What this exercise asks:
- A) Answer these questions from the document permissions article:
(i) Which plan includes the functionality the article discusses?
(ii) Which tab of a document's Share menu holds its access settings?
(iii) When do Individual access settings display?
- B) Print the document permissions article from "Click any of" to "for workspace reviewers.", word for word.
- C) Proceed with the article on document permissions, picking up after its last sentence.

## Start Text

This article discusses functionality that is included in the Aha! Knowledge Advanced plan. Please contact us if you would like a live demo or want to try using it in your account.
Your workspace permissions determine how other workspace users can view and interact with documents. With the Aha! Knowledge Advanced plan, you can set document-level permissions for individual users to control who can view, edit, and make configuration changes to them. This gives you granular control over who can view and update information on documents, ensuring the information you add to your workspace is ready to share when you are.
In this article, we will walk through the different levels of document access you can configure — from broad workspace-level defaults to granular permissions for individual users.
Click any of the following links to skip ahead:
Overview
Workspace contributors can control access to documents in your workspace on a per-document basis. You can restrict who can manage a document (move it, delete it, or configure it), edit its content, or view it at all.
Click a document's Share menu and access its Workspace tab. From there, use the document's General access settings and Individual access settings to configure its restrictions and permissions.
General access settings enable you to restrict access to a document for all users at once, overriding workspace permissions. You can also update permission levels just for workspace reviewers.
Individual access settings display after you restrict a document for All in its General access settings. Here, you can override the restrictions you put on the document for all users and give additional permissions for the document to individual users.

## End Text
## Start Supplied information

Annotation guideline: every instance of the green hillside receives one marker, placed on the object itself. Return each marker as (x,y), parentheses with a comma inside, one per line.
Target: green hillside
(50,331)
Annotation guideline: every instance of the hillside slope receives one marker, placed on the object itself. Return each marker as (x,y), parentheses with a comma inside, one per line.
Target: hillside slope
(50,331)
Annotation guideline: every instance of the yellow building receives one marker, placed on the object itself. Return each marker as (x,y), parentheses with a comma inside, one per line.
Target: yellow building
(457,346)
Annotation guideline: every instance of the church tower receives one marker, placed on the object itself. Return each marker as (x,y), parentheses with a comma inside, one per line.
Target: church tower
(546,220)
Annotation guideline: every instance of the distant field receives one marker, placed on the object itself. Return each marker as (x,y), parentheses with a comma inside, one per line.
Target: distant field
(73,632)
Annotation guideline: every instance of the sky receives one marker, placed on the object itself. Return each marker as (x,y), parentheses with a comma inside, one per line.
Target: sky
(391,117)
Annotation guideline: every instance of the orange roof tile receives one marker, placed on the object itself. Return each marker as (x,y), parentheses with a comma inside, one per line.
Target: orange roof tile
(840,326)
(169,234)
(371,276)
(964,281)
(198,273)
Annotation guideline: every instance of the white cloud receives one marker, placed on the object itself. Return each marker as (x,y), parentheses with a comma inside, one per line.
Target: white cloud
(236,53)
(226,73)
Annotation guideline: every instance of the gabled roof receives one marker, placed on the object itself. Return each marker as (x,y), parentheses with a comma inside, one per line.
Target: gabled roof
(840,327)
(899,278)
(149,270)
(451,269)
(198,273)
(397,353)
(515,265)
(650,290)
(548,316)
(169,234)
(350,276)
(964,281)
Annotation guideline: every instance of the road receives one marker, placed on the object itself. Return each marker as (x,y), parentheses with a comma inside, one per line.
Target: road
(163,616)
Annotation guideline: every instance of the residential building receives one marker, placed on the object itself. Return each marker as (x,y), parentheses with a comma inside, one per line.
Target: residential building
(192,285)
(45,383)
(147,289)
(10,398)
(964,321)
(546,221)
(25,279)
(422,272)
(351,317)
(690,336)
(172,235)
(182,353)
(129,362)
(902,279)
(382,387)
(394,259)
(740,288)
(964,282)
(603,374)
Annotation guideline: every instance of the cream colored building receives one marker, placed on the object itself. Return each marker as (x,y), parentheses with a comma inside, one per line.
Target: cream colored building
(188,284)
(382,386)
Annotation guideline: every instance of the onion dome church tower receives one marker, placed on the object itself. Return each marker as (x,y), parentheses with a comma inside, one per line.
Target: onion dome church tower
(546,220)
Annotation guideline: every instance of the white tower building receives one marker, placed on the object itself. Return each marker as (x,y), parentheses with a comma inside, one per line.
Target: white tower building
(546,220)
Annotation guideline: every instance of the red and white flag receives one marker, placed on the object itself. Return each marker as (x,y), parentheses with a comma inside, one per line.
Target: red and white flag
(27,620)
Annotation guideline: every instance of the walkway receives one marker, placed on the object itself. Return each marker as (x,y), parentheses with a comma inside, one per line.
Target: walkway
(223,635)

## End Supplied information

Task responses:
- A)
(i) The Aha! Knowledge Advanced plan.
(ii) The Workspace tab.
(iii) After you restrict a document for All in its General access settings.

- B)
Click any of the following links to skip ahead:
Overview
Workspace contributors can control access to documents in your workspace on a per-document basis. You can restrict who can manage a document (move it, delete it, or configure it), edit its content, or view it at all.
Click a document's Share menu and access its Workspace tab. From there, use the document's General access settings and Individual access settings to configure its restrictions and permissions.
General access settings enable you to restrict access to a document for all users at once, overriding workspace permissions. You can also update permission levels just for workspace reviewers.

- C)
In combination, these settings give you granular control over who can view, edit, and interact with an individual document.
For example, let's say you have an information security policy in your workspace documents that you want to make visible to everyone in your workspace. But only members of your security and legal team should be able to update the policy. You can configure your General access settings to restrict all users to viewing the document, then add a few users in the Individual access settings who can edit and manage it.
Restrict document access
Let's start with document access restrictions. Use these when you have a specific document that needs more restrictions than the defaults you set in your workspace settings. For example, maybe this is the team schedule for an upcoming trade show. Everyone in your workspace needs to be able to see the schedule, but only a few people should be in charge of managing the document and editing its content.
Before configuring a document's access settings, think about your current workspace defaults. These are based on the different user permission levels in your workspace.
Contributor: Workspace contributors can edit and manage documents. They can add, remove, move, or configure fields on any workspace document, even if they did not create the document themselves.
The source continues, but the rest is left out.